• Supplied information:
++++++++
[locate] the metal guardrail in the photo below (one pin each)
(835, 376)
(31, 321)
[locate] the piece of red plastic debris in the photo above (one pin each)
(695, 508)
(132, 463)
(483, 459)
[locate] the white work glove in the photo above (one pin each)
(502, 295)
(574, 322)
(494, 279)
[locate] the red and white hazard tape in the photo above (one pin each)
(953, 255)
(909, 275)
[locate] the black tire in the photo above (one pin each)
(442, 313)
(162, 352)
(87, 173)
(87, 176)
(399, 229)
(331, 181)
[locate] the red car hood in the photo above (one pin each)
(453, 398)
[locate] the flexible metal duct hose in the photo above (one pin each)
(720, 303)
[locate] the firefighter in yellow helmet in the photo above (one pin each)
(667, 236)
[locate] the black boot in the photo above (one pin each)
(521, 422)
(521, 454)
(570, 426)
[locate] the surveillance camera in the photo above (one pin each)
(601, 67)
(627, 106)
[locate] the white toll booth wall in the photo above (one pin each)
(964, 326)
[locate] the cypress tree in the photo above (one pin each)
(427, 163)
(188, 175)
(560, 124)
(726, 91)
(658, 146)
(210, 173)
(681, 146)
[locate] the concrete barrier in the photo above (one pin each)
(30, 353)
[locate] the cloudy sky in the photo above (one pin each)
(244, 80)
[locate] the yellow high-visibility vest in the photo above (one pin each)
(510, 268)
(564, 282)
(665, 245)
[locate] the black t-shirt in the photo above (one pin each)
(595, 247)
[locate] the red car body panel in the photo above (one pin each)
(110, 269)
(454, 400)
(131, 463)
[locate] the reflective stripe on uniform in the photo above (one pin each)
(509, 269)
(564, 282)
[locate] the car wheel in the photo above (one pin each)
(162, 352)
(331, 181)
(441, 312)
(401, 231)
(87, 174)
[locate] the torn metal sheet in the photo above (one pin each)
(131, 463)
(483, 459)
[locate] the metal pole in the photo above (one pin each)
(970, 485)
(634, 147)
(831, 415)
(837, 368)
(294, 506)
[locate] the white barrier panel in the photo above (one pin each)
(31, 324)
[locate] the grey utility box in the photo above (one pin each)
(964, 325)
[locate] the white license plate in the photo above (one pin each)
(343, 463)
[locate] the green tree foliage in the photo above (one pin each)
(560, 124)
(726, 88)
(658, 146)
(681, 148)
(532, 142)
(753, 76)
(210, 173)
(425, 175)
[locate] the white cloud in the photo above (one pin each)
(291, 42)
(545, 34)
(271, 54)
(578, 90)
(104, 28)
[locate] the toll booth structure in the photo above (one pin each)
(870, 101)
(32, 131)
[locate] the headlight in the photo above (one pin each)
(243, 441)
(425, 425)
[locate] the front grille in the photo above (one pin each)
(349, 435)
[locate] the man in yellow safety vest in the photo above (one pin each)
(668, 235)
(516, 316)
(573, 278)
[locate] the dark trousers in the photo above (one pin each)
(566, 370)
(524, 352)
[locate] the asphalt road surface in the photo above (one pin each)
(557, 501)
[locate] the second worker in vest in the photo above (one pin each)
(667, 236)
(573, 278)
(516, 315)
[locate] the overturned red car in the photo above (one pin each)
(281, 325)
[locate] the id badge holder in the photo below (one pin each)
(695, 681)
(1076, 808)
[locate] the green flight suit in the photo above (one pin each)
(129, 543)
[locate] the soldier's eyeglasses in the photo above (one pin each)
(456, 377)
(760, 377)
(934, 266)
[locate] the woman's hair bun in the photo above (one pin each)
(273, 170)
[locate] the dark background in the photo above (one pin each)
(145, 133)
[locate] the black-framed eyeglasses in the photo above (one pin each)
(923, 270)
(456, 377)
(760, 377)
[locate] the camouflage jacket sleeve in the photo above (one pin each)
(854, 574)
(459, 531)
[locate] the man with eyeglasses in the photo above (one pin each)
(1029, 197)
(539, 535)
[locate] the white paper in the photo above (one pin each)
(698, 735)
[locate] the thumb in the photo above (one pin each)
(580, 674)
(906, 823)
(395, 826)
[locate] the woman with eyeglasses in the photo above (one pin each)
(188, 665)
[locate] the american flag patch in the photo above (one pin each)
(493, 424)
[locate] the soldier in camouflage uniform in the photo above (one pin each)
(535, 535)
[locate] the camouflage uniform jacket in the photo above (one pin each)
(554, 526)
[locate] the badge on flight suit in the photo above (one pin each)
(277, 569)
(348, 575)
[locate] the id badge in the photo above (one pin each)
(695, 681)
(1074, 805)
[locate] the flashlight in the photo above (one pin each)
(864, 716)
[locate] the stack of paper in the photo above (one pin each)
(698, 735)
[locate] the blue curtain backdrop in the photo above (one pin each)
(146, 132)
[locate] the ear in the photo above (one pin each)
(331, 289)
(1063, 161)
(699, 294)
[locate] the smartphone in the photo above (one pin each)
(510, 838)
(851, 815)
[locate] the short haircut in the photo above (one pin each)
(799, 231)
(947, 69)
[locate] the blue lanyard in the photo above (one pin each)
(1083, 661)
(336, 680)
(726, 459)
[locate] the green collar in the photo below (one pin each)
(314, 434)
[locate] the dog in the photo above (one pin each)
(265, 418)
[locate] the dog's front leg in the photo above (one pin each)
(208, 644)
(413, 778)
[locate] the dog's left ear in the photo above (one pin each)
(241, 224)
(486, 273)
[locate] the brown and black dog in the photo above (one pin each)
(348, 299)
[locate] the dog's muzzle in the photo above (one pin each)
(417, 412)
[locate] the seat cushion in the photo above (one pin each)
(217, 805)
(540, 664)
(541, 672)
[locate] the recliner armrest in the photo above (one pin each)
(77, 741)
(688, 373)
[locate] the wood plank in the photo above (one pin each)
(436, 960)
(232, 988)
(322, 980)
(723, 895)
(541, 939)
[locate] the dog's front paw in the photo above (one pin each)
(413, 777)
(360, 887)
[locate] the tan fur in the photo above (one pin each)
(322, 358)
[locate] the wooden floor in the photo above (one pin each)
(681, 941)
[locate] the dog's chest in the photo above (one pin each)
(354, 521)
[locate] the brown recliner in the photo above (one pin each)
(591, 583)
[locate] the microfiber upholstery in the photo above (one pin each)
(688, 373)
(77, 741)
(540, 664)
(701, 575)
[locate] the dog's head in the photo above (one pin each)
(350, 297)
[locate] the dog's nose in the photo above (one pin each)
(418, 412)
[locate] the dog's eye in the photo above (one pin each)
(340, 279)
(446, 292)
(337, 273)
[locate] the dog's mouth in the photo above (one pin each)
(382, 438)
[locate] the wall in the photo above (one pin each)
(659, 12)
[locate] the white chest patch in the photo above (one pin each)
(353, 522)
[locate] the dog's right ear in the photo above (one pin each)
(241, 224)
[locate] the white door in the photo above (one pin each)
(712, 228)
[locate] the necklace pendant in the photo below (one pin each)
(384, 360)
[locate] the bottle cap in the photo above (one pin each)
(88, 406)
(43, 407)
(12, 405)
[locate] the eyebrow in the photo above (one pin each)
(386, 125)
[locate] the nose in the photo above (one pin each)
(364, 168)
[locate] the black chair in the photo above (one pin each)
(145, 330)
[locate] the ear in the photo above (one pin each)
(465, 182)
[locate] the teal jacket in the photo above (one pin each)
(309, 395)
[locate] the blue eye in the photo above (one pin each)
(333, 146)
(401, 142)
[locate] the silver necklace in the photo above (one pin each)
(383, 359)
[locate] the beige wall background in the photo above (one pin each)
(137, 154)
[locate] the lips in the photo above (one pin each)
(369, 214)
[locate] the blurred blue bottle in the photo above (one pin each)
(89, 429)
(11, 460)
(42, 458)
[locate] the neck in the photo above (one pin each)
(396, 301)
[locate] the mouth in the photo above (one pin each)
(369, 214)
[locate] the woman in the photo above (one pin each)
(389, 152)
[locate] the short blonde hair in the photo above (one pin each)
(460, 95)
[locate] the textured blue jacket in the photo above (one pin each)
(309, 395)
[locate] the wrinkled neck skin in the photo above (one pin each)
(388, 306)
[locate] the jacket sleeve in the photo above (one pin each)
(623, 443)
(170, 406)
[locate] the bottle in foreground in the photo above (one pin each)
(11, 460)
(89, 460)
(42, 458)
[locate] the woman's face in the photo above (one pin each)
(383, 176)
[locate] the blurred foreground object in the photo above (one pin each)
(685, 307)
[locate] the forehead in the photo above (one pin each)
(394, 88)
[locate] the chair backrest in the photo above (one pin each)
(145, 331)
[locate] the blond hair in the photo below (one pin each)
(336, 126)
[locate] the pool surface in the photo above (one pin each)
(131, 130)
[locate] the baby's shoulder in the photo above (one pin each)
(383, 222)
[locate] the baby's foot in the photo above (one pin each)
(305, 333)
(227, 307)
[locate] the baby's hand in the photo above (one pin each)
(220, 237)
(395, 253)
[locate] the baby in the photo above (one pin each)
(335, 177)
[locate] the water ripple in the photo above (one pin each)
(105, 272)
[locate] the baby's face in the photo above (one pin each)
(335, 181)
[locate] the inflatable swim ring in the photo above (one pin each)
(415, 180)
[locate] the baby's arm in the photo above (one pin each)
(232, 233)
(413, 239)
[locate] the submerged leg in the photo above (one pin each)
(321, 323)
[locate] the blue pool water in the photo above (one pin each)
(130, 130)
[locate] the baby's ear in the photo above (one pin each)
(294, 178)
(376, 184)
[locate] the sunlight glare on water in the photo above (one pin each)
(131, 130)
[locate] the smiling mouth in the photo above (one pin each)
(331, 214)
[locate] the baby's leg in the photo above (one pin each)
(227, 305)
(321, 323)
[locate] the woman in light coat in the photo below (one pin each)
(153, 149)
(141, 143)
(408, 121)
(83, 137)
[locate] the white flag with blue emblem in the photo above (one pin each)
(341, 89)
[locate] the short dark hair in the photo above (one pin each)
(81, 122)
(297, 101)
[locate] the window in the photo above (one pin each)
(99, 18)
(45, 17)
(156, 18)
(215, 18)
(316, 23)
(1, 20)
++++++++
• Task description: Beginning at the line that contains "[locate] the baby's face", retype each line of the listing up to and including the last one, exactly as it stands, and nothing else.

• Finished exercise:
[locate] the baby's face in the photo above (one pin each)
(335, 181)
[locate] the inflatable swim ring in the photo above (one pin each)
(415, 180)
[locate] the baby's arm in the photo above (one pin each)
(232, 233)
(413, 239)
[locate] the submerged leg in the photo above (one pin each)
(321, 323)
[locate] the blue pool water in the photo above (one pin each)
(130, 130)
[locate] the baby's ear in the photo above (one pin each)
(294, 178)
(376, 184)
[locate] the sunlight glare on water in the photo above (one pin each)
(131, 130)
[locate] the smiling mouth in the photo above (one pin each)
(331, 214)
[locate] the baby's leg in the photo above (one pin each)
(227, 305)
(321, 323)
[locate] the woman in light coat in the photo below (one pin each)
(153, 149)
(141, 143)
(408, 121)
(83, 137)
[locate] the white flag with blue emblem in the photo above (one pin each)
(341, 89)
[locate] the short dark hair in the photo above (one pin each)
(81, 122)
(297, 101)
[locate] the window in the photo above (one pin each)
(99, 18)
(45, 17)
(156, 18)
(215, 18)
(316, 23)
(1, 20)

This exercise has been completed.